(Collected data entries)

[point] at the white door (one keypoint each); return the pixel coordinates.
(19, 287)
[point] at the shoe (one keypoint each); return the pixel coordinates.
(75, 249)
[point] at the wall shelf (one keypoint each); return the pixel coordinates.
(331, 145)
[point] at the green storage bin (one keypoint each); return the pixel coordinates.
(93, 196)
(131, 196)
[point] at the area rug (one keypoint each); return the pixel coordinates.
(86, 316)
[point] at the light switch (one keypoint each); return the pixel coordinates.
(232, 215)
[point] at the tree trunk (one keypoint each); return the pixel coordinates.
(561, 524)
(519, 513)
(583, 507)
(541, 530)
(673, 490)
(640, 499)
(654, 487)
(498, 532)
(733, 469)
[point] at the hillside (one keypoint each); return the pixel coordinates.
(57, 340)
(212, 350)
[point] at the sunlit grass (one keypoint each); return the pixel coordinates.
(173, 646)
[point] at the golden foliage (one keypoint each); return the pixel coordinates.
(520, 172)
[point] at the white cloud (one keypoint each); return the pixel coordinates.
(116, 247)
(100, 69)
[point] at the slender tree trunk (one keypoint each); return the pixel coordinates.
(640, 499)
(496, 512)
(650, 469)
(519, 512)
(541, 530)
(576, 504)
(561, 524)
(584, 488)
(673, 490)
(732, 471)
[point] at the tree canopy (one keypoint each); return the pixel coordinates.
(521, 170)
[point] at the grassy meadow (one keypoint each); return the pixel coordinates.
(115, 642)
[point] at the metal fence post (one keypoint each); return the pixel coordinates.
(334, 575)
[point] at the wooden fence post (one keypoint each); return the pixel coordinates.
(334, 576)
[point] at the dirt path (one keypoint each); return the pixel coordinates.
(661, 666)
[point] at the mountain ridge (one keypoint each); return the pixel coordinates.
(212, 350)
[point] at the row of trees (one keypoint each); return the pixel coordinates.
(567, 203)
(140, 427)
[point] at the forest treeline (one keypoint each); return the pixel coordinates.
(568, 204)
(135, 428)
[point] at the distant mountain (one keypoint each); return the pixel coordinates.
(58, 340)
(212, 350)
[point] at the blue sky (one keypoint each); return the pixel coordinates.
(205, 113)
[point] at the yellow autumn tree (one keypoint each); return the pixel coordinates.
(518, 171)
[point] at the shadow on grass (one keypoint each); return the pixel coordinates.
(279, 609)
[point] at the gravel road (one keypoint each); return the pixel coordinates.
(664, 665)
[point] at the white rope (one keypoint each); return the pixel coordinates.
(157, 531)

WHAT YOU SHOULD DO: Reproduce every one of the items above line for line, with no changes.

TASK RESPONSE:
[point] at the white door (one keypoint each); return the pixel coordinates.
(19, 287)
[point] at the shoe (one keypoint each); return the pixel coordinates.
(75, 249)
[point] at the wall shelf (one keypoint each); return the pixel coordinates.
(331, 145)
[point] at the green storage bin (one keypoint each); return the pixel coordinates.
(93, 196)
(131, 196)
[point] at the area rug (one keypoint each); return the pixel coordinates.
(86, 316)
[point] at the light switch (one keypoint each); return the pixel coordinates.
(232, 215)
[point] at the tree trunk (one keypoint each); return the pixel coordinates.
(561, 524)
(519, 513)
(583, 507)
(541, 530)
(673, 490)
(640, 499)
(654, 487)
(498, 532)
(733, 469)
[point] at the hillside (one keypoint each); return the pixel coordinates.
(57, 340)
(212, 350)
[point] at the sunlit grass (one keypoint each); return the pixel coordinates.
(173, 646)
[point] at the golden foliage (one keypoint each); return the pixel coordinates.
(520, 172)
[point] at the white cloud (one keypoint each); return the pixel coordinates.
(116, 247)
(100, 69)
[point] at the slender tree trunk (one keypoint each); return the pixel coordinates.
(640, 499)
(496, 512)
(650, 469)
(519, 512)
(541, 530)
(576, 504)
(561, 524)
(584, 488)
(673, 490)
(732, 471)
[point] at the tree canopy (one keypoint each); return the pixel coordinates.
(521, 170)
[point] at the grassy meadow (one keypoint each); return the pixel coordinates.
(115, 642)
[point] at the metal fence post (one keypoint each); return the pixel coordinates.
(334, 575)
[point] at the wooden fence post (one keypoint each); return the pixel coordinates.
(334, 576)
[point] at the dirt path (one keypoint each); return the pixel coordinates.
(661, 666)
[point] at the mountain ridge (one keypoint each); return the pixel coordinates.
(212, 350)
[point] at the row of trees (one keypoint each); return the pixel coordinates.
(567, 203)
(140, 427)
[point] at the forest treeline (one keypoint each); return the pixel coordinates.
(568, 204)
(135, 428)
[point] at the distant mountain (one keypoint each); return the pixel coordinates.
(58, 340)
(212, 350)
[point] at the blue sky (one keypoint each); return the pixel coordinates.
(205, 113)
[point] at the yellow autumn tree (one keypoint each); return the pixel coordinates.
(518, 171)
[point] at the shadow on grass (one keypoint each); return the pixel coordinates.
(279, 609)
[point] at the gravel road (one keypoint each); return the pixel coordinates.
(664, 665)
[point] at the white rope (one keypoint each); return the pixel coordinates.
(157, 531)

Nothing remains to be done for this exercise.